**What you need to do:** Reproduce every line of the records between the line holding "# test: point to the sponsor" and the line holding "196], [102, 218]]", inclusive, adding 147 to each coordinate in the answer points and changing no other numbers.

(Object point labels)
..............................
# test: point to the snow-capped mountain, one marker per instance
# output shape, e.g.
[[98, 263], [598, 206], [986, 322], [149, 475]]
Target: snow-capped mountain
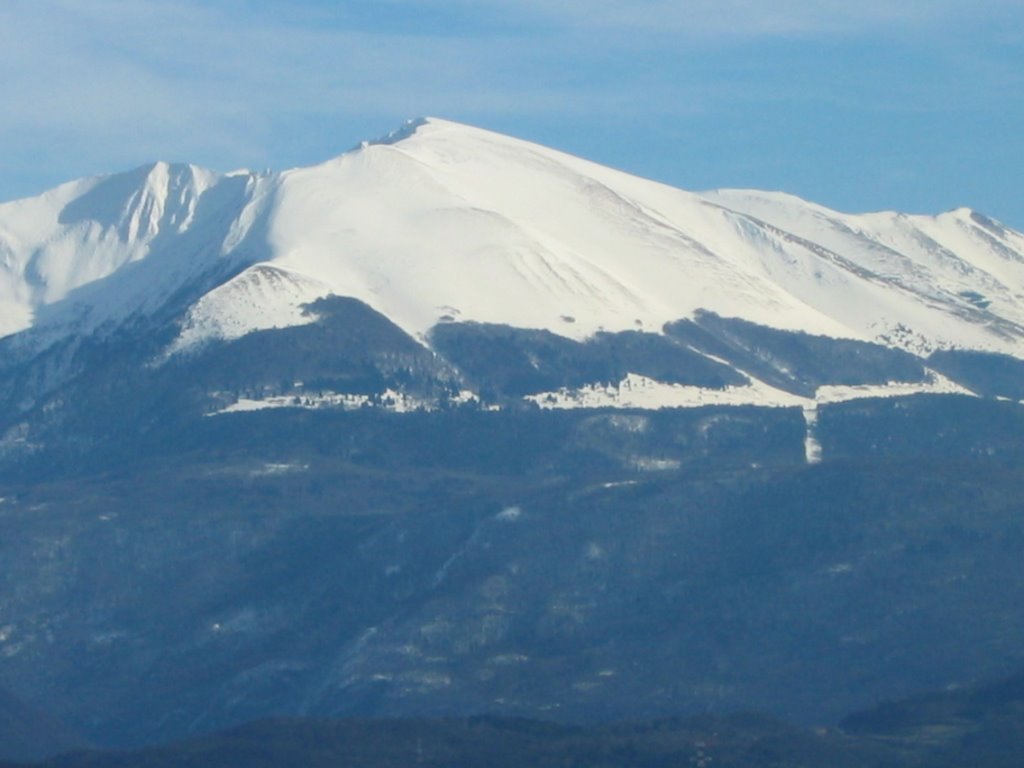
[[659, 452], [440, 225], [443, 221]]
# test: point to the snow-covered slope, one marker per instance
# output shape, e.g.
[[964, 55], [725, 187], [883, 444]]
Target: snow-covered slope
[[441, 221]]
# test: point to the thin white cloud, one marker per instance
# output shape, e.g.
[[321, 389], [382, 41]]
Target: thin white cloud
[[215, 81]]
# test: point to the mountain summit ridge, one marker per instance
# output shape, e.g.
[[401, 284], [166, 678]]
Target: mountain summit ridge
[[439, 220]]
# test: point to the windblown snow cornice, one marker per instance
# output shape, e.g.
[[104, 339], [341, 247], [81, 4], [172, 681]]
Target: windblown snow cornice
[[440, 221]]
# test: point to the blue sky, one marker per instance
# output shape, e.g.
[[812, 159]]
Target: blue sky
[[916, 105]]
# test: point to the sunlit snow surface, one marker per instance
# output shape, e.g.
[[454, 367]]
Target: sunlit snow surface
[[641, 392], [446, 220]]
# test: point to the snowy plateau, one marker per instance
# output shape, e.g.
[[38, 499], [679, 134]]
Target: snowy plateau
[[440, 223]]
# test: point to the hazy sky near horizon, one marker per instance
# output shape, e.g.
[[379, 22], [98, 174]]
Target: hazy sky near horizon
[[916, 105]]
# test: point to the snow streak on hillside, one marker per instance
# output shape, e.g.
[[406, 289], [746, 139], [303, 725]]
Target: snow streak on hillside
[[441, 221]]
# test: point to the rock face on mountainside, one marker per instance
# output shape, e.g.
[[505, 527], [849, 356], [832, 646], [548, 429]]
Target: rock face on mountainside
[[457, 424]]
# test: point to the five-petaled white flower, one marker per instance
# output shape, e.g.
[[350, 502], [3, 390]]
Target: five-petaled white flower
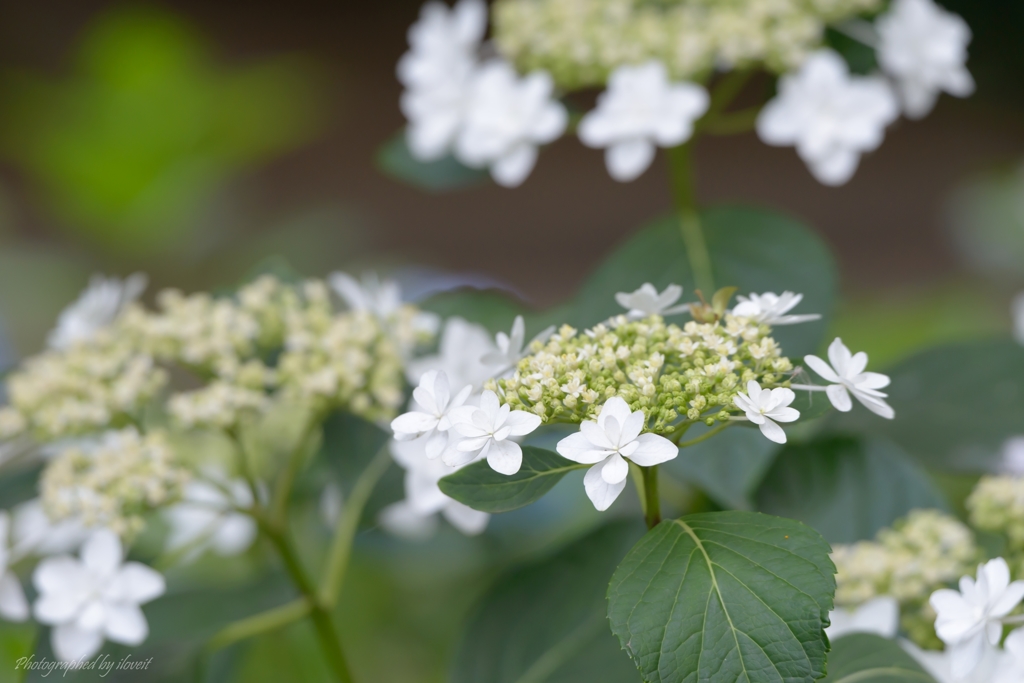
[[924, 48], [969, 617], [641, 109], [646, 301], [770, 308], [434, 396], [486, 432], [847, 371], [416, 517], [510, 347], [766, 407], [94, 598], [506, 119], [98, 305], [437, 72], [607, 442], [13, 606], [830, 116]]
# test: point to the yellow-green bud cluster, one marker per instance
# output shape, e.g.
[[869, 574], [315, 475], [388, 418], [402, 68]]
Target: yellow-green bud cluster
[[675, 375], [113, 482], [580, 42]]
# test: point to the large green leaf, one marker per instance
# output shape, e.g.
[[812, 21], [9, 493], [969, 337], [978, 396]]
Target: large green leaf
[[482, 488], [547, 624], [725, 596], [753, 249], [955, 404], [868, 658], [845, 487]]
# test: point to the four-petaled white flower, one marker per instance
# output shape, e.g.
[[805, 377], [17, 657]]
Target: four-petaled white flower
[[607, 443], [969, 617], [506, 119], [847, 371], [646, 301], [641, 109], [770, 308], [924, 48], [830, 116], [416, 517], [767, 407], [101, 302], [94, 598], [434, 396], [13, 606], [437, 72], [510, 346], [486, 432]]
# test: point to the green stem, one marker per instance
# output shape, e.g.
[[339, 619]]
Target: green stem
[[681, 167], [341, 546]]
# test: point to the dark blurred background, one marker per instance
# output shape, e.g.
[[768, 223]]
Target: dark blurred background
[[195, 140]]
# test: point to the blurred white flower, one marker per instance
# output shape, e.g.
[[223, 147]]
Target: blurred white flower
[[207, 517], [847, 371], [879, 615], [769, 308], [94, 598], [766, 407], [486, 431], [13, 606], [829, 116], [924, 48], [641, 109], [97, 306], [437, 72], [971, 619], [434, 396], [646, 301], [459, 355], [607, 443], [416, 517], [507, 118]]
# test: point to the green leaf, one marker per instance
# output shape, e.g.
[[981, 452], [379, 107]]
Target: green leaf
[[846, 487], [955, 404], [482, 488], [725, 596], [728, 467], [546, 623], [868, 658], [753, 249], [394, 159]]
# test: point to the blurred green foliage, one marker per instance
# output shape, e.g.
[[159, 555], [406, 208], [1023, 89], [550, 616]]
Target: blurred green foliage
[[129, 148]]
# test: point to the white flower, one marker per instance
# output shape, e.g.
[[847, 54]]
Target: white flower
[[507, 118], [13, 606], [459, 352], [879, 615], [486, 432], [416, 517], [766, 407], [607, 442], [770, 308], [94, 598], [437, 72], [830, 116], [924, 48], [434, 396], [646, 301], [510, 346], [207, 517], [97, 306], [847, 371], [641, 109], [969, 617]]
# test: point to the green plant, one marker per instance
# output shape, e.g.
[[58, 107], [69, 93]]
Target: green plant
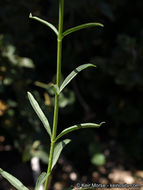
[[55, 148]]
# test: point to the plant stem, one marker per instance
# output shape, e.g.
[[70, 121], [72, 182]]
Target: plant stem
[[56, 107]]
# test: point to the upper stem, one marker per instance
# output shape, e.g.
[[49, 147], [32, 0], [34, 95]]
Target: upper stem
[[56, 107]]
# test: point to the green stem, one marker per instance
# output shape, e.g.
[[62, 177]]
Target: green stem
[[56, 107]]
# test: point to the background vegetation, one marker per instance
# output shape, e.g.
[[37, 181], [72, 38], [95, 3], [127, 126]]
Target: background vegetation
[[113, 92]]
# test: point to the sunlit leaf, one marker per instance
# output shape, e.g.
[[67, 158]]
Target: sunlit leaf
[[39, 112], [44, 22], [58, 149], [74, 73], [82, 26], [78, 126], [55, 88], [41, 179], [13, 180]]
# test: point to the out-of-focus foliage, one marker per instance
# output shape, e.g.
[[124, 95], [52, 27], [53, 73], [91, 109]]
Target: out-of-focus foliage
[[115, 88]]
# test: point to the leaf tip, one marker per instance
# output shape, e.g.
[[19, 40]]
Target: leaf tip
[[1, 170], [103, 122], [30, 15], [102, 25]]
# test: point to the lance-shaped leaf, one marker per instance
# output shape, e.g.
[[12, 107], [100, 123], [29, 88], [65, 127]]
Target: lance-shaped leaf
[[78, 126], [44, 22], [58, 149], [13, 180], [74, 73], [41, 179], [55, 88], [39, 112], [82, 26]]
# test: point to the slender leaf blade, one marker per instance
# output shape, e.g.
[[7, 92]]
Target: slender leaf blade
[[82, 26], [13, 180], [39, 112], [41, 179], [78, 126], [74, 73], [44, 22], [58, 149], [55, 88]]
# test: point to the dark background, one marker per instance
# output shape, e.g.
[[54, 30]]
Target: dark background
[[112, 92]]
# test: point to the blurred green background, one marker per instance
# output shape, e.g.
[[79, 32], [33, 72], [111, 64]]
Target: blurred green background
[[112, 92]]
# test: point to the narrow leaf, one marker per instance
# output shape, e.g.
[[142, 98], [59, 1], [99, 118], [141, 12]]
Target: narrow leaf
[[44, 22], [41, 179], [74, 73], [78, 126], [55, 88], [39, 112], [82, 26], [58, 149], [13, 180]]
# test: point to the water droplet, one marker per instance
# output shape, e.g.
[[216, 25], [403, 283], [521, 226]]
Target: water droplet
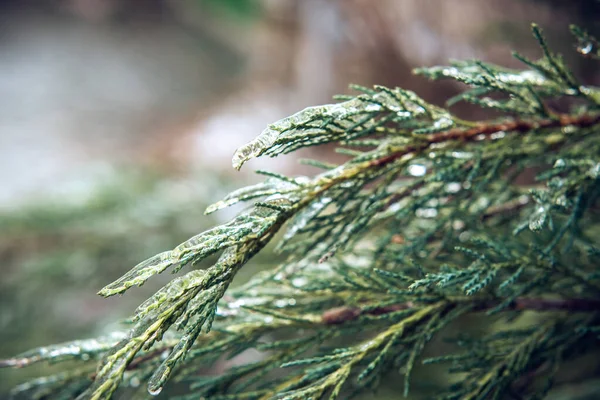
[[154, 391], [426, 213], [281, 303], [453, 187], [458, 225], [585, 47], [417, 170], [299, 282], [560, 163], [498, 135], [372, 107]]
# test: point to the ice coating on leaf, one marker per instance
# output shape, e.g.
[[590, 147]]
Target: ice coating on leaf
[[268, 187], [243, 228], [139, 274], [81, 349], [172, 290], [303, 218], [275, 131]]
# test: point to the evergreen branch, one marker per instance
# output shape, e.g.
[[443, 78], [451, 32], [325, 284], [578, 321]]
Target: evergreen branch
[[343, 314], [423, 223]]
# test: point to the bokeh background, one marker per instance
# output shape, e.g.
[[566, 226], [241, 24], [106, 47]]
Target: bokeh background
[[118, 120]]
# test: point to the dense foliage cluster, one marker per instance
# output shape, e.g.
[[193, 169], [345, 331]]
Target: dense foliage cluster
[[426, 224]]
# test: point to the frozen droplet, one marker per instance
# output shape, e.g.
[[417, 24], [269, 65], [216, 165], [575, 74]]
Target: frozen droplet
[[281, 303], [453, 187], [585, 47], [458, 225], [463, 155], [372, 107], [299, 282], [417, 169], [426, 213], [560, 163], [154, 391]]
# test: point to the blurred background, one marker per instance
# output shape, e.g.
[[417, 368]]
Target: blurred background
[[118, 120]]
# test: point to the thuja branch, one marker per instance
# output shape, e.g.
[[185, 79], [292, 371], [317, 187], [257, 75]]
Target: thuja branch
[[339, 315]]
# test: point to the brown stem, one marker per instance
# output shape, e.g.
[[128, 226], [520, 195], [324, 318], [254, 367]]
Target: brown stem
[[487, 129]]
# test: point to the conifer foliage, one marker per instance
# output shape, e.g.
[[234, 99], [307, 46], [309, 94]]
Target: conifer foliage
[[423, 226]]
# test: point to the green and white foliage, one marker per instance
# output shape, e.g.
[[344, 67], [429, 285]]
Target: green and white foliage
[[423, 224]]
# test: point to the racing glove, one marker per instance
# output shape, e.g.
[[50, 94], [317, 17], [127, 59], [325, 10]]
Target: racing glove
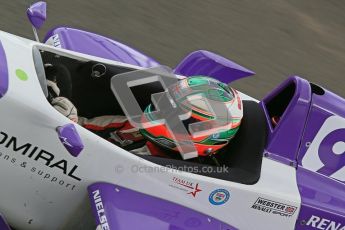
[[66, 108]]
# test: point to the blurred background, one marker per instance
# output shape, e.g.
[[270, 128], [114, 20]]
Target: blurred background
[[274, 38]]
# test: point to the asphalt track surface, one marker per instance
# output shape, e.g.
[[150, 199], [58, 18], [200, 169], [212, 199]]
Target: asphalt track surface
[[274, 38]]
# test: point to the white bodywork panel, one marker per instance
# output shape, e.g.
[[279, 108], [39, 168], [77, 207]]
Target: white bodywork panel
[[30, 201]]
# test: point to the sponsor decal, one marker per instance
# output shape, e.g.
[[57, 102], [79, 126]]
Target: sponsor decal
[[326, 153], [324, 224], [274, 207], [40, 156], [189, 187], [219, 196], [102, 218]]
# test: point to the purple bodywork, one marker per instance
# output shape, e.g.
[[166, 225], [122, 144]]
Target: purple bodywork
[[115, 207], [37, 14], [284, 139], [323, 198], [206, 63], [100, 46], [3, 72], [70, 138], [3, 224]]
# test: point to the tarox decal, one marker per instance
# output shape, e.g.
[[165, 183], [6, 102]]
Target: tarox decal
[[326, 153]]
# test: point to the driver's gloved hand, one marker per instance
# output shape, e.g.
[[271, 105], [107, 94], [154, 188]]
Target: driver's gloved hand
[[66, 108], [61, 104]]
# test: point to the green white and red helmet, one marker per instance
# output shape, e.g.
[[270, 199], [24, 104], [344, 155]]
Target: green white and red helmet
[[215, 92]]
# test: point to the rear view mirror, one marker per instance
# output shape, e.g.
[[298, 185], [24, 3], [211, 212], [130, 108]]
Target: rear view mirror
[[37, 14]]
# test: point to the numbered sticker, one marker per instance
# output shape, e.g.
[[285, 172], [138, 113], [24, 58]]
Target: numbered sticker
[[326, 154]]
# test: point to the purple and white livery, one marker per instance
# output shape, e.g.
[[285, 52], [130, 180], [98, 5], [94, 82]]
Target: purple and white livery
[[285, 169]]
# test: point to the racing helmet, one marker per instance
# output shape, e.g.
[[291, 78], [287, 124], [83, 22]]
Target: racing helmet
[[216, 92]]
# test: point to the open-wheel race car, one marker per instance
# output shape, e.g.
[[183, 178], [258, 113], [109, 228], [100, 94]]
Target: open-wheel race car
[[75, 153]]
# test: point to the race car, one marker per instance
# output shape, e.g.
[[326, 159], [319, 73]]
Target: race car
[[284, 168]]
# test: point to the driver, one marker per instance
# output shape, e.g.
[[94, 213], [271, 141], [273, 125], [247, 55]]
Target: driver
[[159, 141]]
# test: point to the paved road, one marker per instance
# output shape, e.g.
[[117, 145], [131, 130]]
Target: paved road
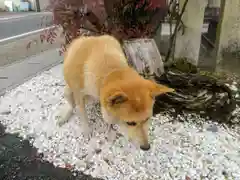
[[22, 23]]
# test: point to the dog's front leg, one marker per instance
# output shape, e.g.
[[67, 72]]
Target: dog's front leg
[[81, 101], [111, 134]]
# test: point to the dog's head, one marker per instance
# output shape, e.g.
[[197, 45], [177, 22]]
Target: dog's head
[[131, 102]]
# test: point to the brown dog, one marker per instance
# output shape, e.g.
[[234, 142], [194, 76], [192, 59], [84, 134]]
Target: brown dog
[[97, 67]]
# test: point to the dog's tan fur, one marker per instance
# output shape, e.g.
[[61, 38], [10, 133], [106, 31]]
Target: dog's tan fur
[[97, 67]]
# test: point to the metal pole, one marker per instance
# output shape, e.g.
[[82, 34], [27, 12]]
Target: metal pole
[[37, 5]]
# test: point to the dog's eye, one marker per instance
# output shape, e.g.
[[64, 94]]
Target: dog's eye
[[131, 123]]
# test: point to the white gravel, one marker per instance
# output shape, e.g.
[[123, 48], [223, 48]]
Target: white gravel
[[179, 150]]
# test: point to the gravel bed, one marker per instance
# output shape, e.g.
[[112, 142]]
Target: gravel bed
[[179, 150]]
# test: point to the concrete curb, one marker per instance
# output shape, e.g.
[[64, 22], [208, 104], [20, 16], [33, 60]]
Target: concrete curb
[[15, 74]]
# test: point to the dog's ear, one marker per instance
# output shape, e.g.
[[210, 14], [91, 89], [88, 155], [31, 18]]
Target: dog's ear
..............................
**Reply:**
# test: point to the sponsor decal, one marker per instance
# output shape, e.g.
[[57, 102], [79, 126]]
Target: sponsor decal
[[473, 300], [471, 371], [421, 354], [187, 303], [336, 334], [366, 343], [249, 365]]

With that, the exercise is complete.